# List of tasks
1. In the review of Dreams Made Flesh, what format did the reviewer finally buy the book in?
2. Please extend the review of Dreams Made Flesh past its last sentence.

# Text
────

Title(s): Dreams Made Flesh
Author: Anne Bishop
Publication Year(s): 2005
Was This Book Good?: Yes

How I came to read this: Well. I'd read the Black Jewels Trilogy a while ago (I think I wrote my last review on it, way back in July) and I enjoyed them. I'd always intended to read the rest of Bishop's books, but deliberately took a break from them for a while; I didn't want to run out of them too fast. Not to mention that, for whatever reason, I couldn't get this as a kobo-formatted book here in Canada. Finally I just sucked it up and bought a paper copy of it. It still grates my nerves when I own books from the same series in different formats; it's bad enough when one's hardcover and one's soft cover, it's even worse when one's in print and one's not.

Thoughts?: This book is a collection of short stories set in the world of the Black Jewels. These stories fill in some of the time gaps that exist in the trilogy and clarify a few other points. In this way, this is a really good book to step back into Bishop's world with, as it reminds you of the events that happened previously, without forcing them down your throat. It also, thus, prepares you to do more reading in this same universe.

────

# Supplied information
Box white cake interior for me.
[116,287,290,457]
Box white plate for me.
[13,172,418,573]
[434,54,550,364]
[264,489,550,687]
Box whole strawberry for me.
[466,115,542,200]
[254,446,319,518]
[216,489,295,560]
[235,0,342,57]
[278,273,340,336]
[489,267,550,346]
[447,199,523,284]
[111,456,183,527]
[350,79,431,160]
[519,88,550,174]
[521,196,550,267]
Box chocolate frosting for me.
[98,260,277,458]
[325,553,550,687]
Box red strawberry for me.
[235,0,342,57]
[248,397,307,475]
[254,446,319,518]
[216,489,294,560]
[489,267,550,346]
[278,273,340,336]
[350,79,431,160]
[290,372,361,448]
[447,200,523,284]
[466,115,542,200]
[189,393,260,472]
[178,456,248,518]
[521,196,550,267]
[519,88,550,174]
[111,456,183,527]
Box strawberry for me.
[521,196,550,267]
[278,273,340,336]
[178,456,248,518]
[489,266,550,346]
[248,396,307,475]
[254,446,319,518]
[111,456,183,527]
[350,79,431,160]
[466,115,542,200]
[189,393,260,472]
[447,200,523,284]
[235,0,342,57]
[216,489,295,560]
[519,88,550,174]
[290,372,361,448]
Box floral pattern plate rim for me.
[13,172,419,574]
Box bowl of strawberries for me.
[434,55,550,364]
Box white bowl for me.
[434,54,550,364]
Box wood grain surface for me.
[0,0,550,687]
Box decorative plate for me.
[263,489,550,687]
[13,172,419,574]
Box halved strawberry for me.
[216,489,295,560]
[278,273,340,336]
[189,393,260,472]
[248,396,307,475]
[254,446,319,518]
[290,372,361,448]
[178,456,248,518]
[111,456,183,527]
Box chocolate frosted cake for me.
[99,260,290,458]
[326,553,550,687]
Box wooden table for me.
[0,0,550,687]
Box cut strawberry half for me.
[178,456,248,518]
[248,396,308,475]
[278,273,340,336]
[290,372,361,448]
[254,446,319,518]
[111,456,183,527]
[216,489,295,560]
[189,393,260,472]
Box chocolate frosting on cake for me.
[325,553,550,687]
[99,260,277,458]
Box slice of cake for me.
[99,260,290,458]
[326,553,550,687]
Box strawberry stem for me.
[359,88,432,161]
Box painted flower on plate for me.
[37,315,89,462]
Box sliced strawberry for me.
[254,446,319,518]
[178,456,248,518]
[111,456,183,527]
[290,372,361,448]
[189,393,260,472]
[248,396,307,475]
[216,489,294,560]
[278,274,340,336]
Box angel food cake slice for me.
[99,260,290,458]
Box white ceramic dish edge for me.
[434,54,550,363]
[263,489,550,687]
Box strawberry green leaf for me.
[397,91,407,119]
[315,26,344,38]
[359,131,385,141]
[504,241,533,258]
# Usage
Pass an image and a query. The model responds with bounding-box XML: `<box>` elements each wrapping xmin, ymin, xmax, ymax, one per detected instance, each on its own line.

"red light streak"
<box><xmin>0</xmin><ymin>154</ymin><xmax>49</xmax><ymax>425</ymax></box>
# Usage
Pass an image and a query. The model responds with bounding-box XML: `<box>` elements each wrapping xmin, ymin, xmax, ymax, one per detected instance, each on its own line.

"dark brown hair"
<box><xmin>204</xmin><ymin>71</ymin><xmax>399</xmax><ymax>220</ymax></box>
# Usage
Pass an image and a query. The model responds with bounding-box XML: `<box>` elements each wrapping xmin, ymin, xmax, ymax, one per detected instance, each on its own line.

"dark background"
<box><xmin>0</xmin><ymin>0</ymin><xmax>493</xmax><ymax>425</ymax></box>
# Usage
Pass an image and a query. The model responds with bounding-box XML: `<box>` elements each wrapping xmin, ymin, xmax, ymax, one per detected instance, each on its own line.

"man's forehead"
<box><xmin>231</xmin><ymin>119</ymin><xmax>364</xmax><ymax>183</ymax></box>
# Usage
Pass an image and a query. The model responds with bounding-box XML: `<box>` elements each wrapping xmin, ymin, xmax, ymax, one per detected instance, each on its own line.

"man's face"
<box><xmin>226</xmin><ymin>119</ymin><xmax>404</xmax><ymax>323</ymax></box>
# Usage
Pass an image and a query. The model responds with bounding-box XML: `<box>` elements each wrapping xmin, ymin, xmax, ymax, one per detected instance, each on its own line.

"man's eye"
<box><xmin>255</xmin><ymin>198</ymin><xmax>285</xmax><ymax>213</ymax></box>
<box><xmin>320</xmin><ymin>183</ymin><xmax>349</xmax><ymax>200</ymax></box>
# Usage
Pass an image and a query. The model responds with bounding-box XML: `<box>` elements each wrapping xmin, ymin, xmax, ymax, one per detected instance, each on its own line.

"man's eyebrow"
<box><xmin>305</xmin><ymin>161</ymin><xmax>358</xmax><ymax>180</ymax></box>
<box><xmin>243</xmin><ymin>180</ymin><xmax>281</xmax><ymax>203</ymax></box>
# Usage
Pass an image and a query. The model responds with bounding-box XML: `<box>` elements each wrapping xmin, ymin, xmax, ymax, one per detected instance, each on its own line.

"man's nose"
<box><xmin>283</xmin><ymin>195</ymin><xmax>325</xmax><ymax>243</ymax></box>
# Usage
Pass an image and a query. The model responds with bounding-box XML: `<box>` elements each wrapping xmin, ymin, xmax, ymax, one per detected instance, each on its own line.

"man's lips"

────

# Responses per task
1. A paper copy.

2.
I tend to be partial to these sort of extended universe stories; the short snippets that you won't always see if an author chooses to never revisit a world.

I was especially glad to see a few of the stories - more information on Marian was highly welcomed, as I felt that she was somewhat short-changed (and almost used as a plot-device and nothing more) in the original trilogy. Her story in this book allows us to get to know her, and, indeed, to become quite fond of her. Likewise, I was pleased to see a story about Saetan that did deal with him as a disturbingly powerful being; in the trilogy, he had been in control and when it was noted that he was feared, there was a tiny bit of a "Why...?" hanging over it.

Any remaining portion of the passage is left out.